▶ _Brief_:
Exclude the pictures. Transcribe exactly, and only, the lines from the one holding "of the orchard" to the end of the material below.
___ Source data
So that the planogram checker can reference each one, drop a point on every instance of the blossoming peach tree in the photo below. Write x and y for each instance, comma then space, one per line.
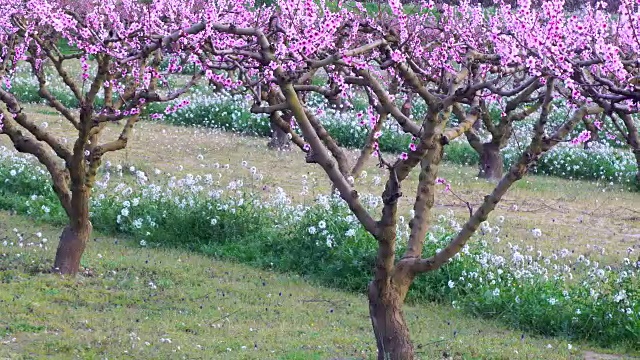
457, 60
115, 82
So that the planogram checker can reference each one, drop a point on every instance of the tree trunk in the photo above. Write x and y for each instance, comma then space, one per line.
389, 327
279, 139
491, 165
73, 241
636, 152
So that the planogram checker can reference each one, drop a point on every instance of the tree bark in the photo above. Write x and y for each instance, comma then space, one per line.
279, 139
491, 164
73, 241
636, 152
391, 331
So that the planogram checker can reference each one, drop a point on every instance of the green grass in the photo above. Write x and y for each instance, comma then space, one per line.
208, 309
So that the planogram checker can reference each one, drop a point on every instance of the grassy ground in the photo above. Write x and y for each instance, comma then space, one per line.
159, 304
571, 214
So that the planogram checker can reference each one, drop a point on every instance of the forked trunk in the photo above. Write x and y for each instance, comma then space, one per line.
491, 165
73, 241
389, 327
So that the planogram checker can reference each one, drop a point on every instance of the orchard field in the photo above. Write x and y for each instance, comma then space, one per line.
237, 180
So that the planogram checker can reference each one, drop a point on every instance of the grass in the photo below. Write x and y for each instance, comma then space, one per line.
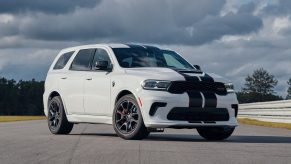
20, 118
264, 123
______
▶ _Task answer_:
So that the planogram checker can reference each one, drop a point on every instance of the orchard field in the photo above. Write x and y for each instance, comma then space, one per line.
237, 180
So that the planogram checker can reference each one, drop a point on every instance of the grass in the photo below. Write x and y for each instance, comma then space, one per line.
20, 118
264, 123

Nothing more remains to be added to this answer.